Set of tasks:
[1] Write out the passage on tea monoculture word for word, starting at the words "Anticipating the would-be" and stopping after the words "are not ringed.".
[2] Answer these questions from the passage on tea monoculture.
(a) Where do white ants make their homes?
(b) What does the sound of burning bamboos resemble?
(c) Between which two places are forest fires said to consume human and nonhuman life?

*** Opening of Exercise passage ***

Anticipating the would-be monoculturalist’s concerns about the time and cost of eradication, the manual warns about the dangers of the alternative: unchecked biological diversity. White ants make homes in large trees, and they quickly shift to chewing on the bases of tea bushes if those trees are not ringed.

Once trees and grasses have dried up, it is time to burn. The manual continues:

It is a grand sight to see—the fire leaps along, urged by a strong wind, which is generally waited for, and the quantity of combustible material is so great that the moderate sized trees, which have been felled and which would not burn themselves, are completely consumed. A curious accompaniment to these fires is the sound emitted by the burning bamboos. It resembles incessant discharges of musketry. As I lay in bed one night, in the neighborhood of a blazing jungle, I might easily have fancied myself in action; in fact I did fancy so; for as sleep stole over me, the volley upon volley transported me to scenes far different from the evergreen tea gardens around.

The military overtones are apt. They are flashbacks, of course, but also flash-forwards to a contemporary moment when voracious forest fires consume human and nonhuman life from California to Indonesia and fires in unregulated sweatshops undermine capital’s efforts to produce cheaper and cheaper goods. Monoculture requires eradicating life, even though monocultures are often formed in the name of feeding or otherwise sustaining life.

How do you maintain a monoculture?

*** Close of Exercise passage ***
*** Opening of Information ***

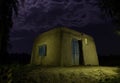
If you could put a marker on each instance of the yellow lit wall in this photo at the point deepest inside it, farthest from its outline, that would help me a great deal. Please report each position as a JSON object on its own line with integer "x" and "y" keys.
{"x": 59, "y": 48}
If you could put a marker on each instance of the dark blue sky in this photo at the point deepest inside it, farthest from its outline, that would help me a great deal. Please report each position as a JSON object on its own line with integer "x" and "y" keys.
{"x": 82, "y": 15}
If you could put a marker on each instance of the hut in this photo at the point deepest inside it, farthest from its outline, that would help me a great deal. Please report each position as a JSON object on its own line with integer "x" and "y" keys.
{"x": 64, "y": 47}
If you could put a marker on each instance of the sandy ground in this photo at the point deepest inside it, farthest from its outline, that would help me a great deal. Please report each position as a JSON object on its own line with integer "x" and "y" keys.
{"x": 80, "y": 74}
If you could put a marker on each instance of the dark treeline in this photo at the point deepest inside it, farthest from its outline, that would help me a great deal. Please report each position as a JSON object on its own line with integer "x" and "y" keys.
{"x": 16, "y": 58}
{"x": 111, "y": 60}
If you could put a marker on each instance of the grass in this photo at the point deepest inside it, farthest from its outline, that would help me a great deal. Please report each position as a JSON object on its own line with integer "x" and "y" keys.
{"x": 81, "y": 74}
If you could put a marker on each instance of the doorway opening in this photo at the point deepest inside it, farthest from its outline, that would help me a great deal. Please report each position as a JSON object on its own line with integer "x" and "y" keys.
{"x": 77, "y": 52}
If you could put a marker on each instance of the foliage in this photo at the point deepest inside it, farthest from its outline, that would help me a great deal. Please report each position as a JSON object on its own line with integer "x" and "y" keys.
{"x": 111, "y": 8}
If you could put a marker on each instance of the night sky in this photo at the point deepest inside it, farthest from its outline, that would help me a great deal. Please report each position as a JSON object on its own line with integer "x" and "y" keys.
{"x": 37, "y": 16}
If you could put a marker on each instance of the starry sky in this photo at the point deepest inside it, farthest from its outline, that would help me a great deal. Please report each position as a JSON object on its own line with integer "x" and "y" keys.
{"x": 37, "y": 16}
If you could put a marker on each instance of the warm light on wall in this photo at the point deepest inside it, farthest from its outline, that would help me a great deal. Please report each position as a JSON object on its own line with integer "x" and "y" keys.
{"x": 86, "y": 41}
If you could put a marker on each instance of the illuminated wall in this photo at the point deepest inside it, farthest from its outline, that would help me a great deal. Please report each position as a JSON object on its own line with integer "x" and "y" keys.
{"x": 59, "y": 48}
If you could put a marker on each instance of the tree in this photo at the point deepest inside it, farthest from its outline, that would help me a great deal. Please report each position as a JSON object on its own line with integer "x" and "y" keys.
{"x": 7, "y": 9}
{"x": 111, "y": 8}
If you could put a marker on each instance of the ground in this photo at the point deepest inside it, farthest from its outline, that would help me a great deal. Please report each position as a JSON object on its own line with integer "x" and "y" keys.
{"x": 79, "y": 74}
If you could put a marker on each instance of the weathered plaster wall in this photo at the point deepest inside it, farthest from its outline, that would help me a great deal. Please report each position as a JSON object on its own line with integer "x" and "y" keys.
{"x": 52, "y": 40}
{"x": 59, "y": 48}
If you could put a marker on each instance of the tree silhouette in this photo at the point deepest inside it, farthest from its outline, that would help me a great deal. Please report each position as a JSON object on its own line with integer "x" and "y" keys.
{"x": 7, "y": 9}
{"x": 111, "y": 8}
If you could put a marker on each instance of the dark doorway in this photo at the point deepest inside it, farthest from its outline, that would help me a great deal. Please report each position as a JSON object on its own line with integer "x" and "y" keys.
{"x": 81, "y": 58}
{"x": 77, "y": 52}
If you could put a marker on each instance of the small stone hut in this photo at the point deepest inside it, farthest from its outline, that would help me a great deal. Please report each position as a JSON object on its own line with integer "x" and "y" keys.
{"x": 64, "y": 47}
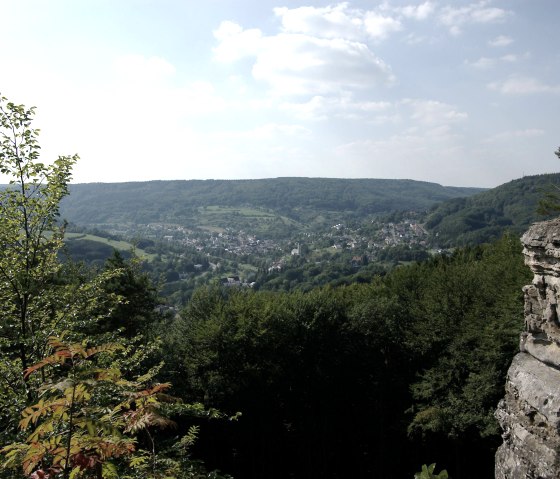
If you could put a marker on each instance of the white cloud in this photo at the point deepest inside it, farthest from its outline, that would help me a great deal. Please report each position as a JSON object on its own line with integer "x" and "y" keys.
{"x": 323, "y": 108}
{"x": 516, "y": 134}
{"x": 328, "y": 22}
{"x": 235, "y": 43}
{"x": 455, "y": 18}
{"x": 519, "y": 85}
{"x": 380, "y": 26}
{"x": 482, "y": 63}
{"x": 501, "y": 41}
{"x": 137, "y": 69}
{"x": 341, "y": 21}
{"x": 417, "y": 12}
{"x": 432, "y": 113}
{"x": 300, "y": 64}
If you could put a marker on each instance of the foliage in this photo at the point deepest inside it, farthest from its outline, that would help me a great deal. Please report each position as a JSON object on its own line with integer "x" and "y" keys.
{"x": 486, "y": 216}
{"x": 272, "y": 207}
{"x": 550, "y": 203}
{"x": 342, "y": 379}
{"x": 82, "y": 414}
{"x": 427, "y": 472}
{"x": 29, "y": 270}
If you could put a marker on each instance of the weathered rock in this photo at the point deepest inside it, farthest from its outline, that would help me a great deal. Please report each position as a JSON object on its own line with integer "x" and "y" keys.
{"x": 529, "y": 414}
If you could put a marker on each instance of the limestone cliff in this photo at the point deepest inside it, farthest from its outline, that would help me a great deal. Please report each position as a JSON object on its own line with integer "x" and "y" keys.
{"x": 530, "y": 412}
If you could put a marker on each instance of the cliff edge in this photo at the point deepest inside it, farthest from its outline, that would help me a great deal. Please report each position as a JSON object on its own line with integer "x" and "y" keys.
{"x": 529, "y": 414}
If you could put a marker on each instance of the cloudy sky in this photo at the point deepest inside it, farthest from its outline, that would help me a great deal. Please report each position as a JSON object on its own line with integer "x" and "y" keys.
{"x": 458, "y": 92}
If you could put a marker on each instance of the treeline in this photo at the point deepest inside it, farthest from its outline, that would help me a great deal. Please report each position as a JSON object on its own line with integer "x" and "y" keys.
{"x": 367, "y": 380}
{"x": 302, "y": 199}
{"x": 487, "y": 215}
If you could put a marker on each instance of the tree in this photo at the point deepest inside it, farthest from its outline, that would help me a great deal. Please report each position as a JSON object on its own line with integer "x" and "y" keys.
{"x": 74, "y": 407}
{"x": 550, "y": 203}
{"x": 30, "y": 238}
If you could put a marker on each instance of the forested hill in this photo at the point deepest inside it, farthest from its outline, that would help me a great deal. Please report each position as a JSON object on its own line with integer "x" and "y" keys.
{"x": 485, "y": 216}
{"x": 295, "y": 198}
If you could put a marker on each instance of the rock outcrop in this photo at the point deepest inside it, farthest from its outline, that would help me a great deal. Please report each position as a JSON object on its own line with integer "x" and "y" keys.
{"x": 530, "y": 412}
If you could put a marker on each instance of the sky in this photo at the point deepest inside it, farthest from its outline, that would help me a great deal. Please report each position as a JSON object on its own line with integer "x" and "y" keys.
{"x": 456, "y": 92}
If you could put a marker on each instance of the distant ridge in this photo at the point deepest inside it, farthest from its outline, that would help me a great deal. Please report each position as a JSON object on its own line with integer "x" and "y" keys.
{"x": 297, "y": 198}
{"x": 486, "y": 216}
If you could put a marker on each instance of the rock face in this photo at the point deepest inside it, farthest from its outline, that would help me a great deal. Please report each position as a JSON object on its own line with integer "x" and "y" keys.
{"x": 530, "y": 412}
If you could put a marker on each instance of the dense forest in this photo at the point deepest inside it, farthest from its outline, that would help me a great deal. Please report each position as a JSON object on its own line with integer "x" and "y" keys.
{"x": 369, "y": 378}
{"x": 299, "y": 199}
{"x": 485, "y": 216}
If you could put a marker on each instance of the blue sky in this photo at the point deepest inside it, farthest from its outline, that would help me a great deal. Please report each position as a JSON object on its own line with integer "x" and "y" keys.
{"x": 463, "y": 93}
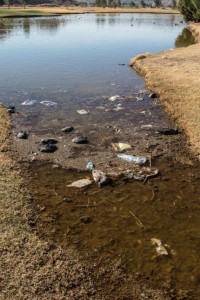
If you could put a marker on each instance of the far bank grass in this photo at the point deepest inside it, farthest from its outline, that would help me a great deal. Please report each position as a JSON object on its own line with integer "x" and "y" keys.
{"x": 61, "y": 10}
{"x": 174, "y": 75}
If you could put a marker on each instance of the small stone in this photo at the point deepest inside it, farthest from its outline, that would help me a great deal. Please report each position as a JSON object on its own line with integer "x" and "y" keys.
{"x": 49, "y": 148}
{"x": 80, "y": 140}
{"x": 67, "y": 129}
{"x": 85, "y": 219}
{"x": 153, "y": 95}
{"x": 49, "y": 141}
{"x": 22, "y": 135}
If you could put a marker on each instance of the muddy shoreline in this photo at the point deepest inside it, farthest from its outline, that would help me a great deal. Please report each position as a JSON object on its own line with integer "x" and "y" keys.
{"x": 70, "y": 265}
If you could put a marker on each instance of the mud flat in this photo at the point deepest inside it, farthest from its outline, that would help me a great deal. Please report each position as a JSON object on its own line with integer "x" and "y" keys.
{"x": 174, "y": 75}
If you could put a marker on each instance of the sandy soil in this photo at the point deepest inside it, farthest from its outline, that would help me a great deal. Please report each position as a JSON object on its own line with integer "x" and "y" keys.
{"x": 174, "y": 75}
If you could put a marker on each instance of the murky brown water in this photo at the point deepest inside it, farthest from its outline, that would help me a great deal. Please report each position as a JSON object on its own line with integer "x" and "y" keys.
{"x": 168, "y": 207}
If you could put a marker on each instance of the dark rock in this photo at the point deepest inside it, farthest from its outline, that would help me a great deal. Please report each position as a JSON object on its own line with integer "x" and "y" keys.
{"x": 85, "y": 219}
{"x": 80, "y": 140}
{"x": 153, "y": 95}
{"x": 49, "y": 141}
{"x": 22, "y": 135}
{"x": 11, "y": 109}
{"x": 49, "y": 148}
{"x": 169, "y": 131}
{"x": 67, "y": 129}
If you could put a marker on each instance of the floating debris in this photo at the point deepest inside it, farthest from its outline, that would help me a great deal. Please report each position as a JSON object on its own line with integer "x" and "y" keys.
{"x": 49, "y": 148}
{"x": 142, "y": 174}
{"x": 11, "y": 109}
{"x": 49, "y": 103}
{"x": 80, "y": 140}
{"x": 114, "y": 98}
{"x": 138, "y": 160}
{"x": 120, "y": 147}
{"x": 49, "y": 141}
{"x": 169, "y": 131}
{"x": 80, "y": 183}
{"x": 82, "y": 112}
{"x": 153, "y": 95}
{"x": 22, "y": 135}
{"x": 29, "y": 102}
{"x": 160, "y": 249}
{"x": 67, "y": 129}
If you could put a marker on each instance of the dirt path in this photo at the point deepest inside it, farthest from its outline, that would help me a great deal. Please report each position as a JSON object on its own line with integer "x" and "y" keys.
{"x": 174, "y": 75}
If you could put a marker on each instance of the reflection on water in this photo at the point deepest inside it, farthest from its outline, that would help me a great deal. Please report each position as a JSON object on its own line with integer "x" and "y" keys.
{"x": 185, "y": 38}
{"x": 59, "y": 58}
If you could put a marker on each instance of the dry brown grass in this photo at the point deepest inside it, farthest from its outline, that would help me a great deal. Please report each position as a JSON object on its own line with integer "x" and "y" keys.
{"x": 174, "y": 75}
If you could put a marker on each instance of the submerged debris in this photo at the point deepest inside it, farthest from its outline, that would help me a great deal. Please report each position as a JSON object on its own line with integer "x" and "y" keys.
{"x": 80, "y": 183}
{"x": 169, "y": 131}
{"x": 49, "y": 148}
{"x": 28, "y": 102}
{"x": 49, "y": 103}
{"x": 139, "y": 160}
{"x": 67, "y": 129}
{"x": 82, "y": 112}
{"x": 120, "y": 147}
{"x": 80, "y": 140}
{"x": 22, "y": 135}
{"x": 160, "y": 249}
{"x": 49, "y": 141}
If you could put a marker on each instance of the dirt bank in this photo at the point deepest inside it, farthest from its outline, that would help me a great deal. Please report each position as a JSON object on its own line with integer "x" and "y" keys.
{"x": 39, "y": 11}
{"x": 34, "y": 269}
{"x": 174, "y": 75}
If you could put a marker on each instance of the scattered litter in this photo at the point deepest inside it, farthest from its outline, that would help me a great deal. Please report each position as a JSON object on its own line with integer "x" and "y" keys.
{"x": 49, "y": 103}
{"x": 139, "y": 160}
{"x": 82, "y": 112}
{"x": 153, "y": 95}
{"x": 22, "y": 135}
{"x": 85, "y": 219}
{"x": 114, "y": 98}
{"x": 80, "y": 183}
{"x": 169, "y": 131}
{"x": 29, "y": 102}
{"x": 146, "y": 126}
{"x": 100, "y": 177}
{"x": 67, "y": 129}
{"x": 142, "y": 174}
{"x": 160, "y": 249}
{"x": 49, "y": 141}
{"x": 80, "y": 140}
{"x": 139, "y": 98}
{"x": 49, "y": 148}
{"x": 11, "y": 109}
{"x": 120, "y": 147}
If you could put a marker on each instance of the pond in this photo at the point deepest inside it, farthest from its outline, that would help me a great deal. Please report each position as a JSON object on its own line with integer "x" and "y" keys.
{"x": 78, "y": 62}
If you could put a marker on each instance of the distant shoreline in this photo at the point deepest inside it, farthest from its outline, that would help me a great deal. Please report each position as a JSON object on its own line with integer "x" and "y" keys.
{"x": 38, "y": 11}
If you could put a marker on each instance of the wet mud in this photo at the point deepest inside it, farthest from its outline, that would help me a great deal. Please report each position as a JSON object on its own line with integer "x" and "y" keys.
{"x": 117, "y": 222}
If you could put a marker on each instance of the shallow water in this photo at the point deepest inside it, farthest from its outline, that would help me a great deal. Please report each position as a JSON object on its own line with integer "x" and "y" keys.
{"x": 74, "y": 61}
{"x": 167, "y": 207}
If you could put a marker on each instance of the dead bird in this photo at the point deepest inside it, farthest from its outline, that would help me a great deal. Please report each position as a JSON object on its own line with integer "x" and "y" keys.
{"x": 100, "y": 177}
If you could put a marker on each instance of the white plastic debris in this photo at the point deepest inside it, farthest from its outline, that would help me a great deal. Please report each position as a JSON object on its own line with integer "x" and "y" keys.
{"x": 48, "y": 103}
{"x": 160, "y": 249}
{"x": 138, "y": 160}
{"x": 82, "y": 112}
{"x": 29, "y": 102}
{"x": 114, "y": 98}
{"x": 80, "y": 183}
{"x": 121, "y": 146}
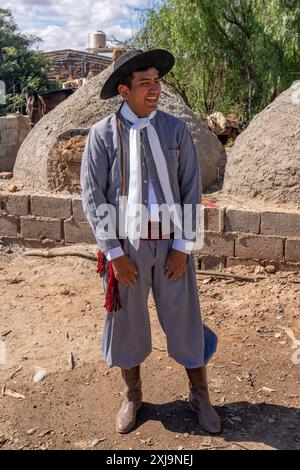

*** Close of Information ***

Responses by task:
[1]
Anticipating the would-be monoculturalist’s concerns about the time and cost of eradication, the manual warns about the dangers of the alternative: unchecked biological diversity. White ants make homes in large trees, and they quickly shift to chewing on the bases of tea bushes if those trees are not ringed.

[2]
(a) In large trees.
(b) Incessant discharges of musketry.
(c) California and Indonesia.